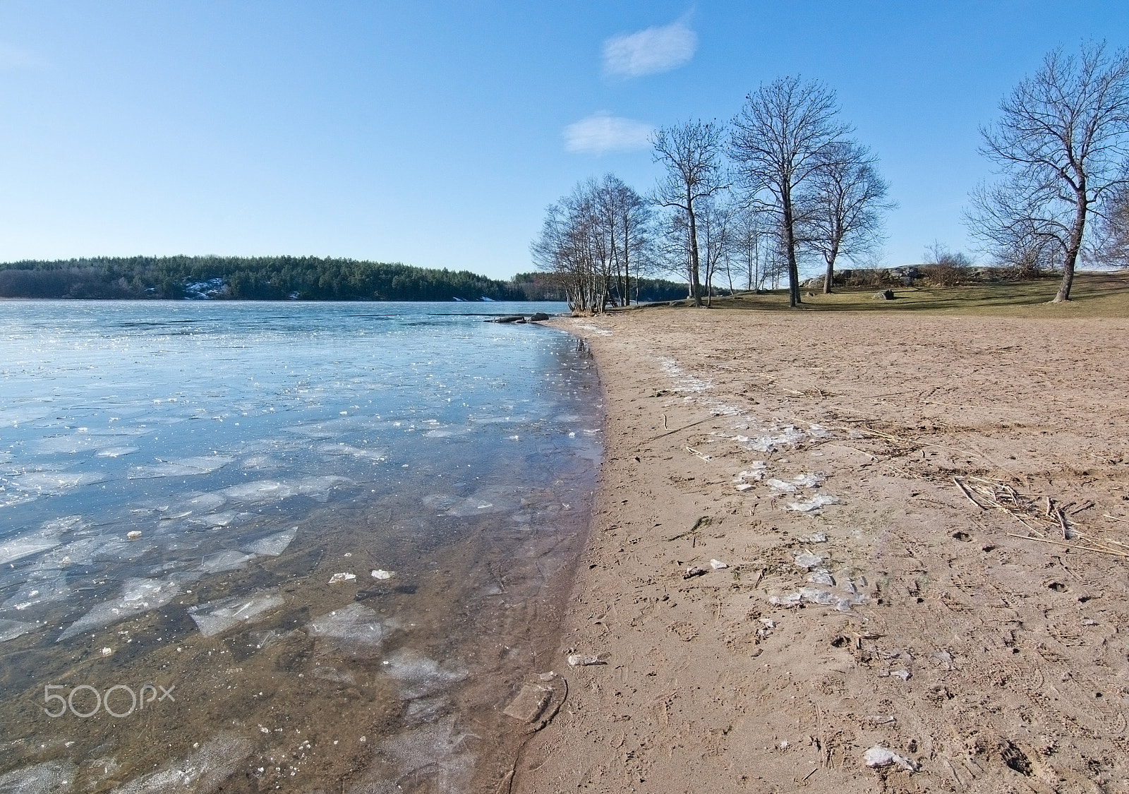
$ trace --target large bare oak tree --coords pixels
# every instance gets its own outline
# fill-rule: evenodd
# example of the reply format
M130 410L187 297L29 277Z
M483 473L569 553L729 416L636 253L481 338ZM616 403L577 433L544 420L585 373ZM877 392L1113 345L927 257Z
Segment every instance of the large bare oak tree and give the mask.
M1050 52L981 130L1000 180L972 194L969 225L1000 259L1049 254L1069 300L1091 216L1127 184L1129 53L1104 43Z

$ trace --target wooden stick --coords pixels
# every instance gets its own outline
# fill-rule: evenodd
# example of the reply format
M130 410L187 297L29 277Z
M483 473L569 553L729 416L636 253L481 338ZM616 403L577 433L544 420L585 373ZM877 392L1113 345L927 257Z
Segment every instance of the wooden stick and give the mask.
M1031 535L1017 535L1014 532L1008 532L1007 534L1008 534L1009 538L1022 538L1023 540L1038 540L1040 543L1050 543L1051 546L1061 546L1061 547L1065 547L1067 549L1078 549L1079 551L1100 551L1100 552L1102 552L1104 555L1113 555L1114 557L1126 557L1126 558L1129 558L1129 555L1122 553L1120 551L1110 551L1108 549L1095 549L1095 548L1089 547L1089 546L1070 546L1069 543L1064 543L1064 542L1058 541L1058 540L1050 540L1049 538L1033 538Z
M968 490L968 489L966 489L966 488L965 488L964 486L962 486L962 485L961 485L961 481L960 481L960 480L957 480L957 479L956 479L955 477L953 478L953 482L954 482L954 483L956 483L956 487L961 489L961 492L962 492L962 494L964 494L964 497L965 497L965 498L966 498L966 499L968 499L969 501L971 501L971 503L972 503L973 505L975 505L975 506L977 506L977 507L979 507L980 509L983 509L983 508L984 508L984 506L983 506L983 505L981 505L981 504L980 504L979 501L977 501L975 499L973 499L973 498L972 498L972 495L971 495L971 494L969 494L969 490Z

Request
In all the records, replace "every instance" with "each instance" and leave everything else unchanged. Omit the pictures from your answer.

Result of the task
$ trace --target large bare oak tree --coords pixels
# each instance gets its own outline
# fill-rule: evenodd
# example of the reply format
M130 410L187 297L29 277Z
M483 473L569 553L729 416L636 253L481 338ZM616 403L577 433L544 420L585 373ZM877 392L1113 345L927 257Z
Segment each instance of the large bare oak tree and give the mask.
M1050 52L981 130L1000 180L972 194L969 225L1000 259L1049 254L1069 300L1091 216L1127 184L1129 53L1104 43Z

$ trace --target wooden stick --coords pixels
# each instance gets its own outline
# fill-rule: evenodd
# example of the reply format
M130 410L187 297L29 277Z
M483 473L569 553L729 416L636 253L481 338ZM616 403L577 433L544 420L585 373ZM877 392L1113 345L927 257Z
Segment each instance of the wooden stick and give the mask.
M1031 535L1017 535L1014 532L1008 532L1007 534L1008 534L1009 538L1022 538L1023 540L1038 540L1040 543L1050 543L1051 546L1061 546L1061 547L1065 547L1067 549L1078 549L1079 551L1100 551L1100 552L1102 552L1104 555L1113 555L1114 557L1126 557L1126 558L1129 558L1129 555L1122 553L1120 551L1110 551L1108 549L1095 549L1095 548L1089 547L1089 546L1070 546L1069 543L1064 543L1064 542L1058 541L1058 540L1050 540L1049 538L1033 538Z
M968 490L968 489L966 489L966 488L965 488L964 486L962 486L962 485L961 485L961 481L960 481L960 480L957 480L957 479L956 479L955 477L953 478L953 482L954 482L954 483L956 483L956 487L961 489L961 492L962 492L962 494L964 494L964 497L965 497L965 498L966 498L966 499L968 499L969 501L971 501L971 503L972 503L973 505L975 505L975 506L977 506L977 507L979 507L980 509L983 509L983 508L984 508L984 506L983 506L983 505L981 505L981 504L980 504L979 501L977 501L975 499L973 499L973 498L972 498L972 495L971 495L971 494L969 494L969 490Z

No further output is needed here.